(A block of data)
<<<<

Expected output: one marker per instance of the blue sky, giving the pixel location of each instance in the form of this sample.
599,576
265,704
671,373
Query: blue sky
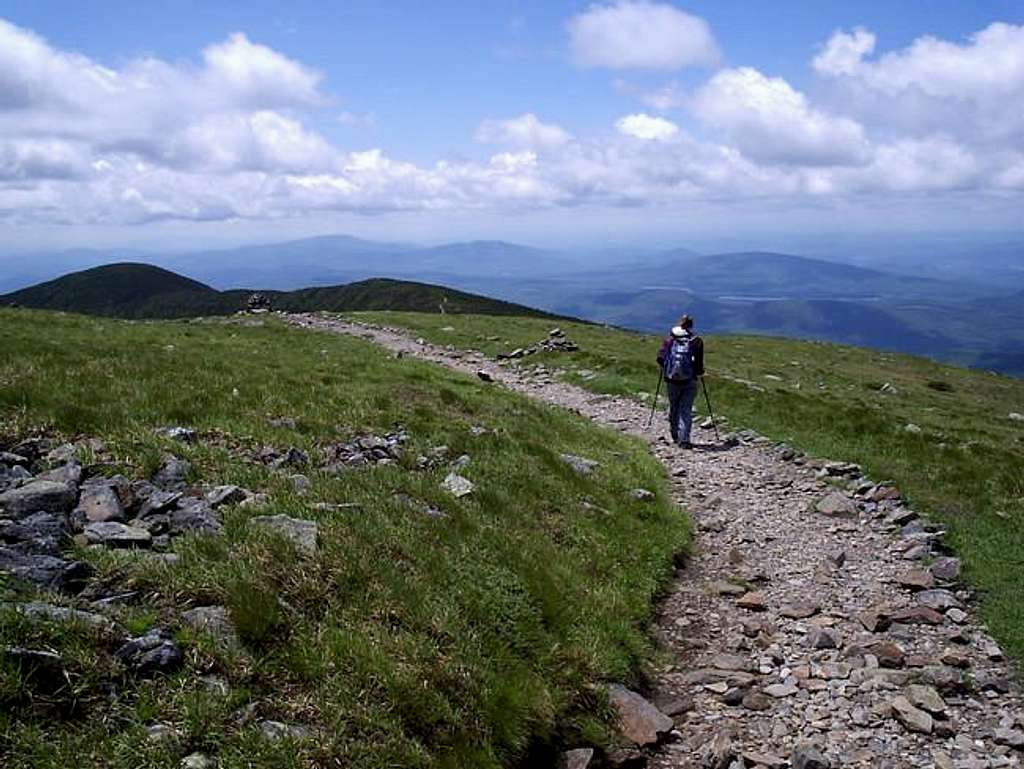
542,121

>>>>

Please rewrite the material above, swapping "blue sky" for "clear sky" wherever it appears and changing nothing else. Leave the pictures out of your answer.

Expected output: one marker per instance of the clear sky, giving the pixel location of each instance in the form of this sample.
599,576
265,704
671,373
Query: clear sky
542,121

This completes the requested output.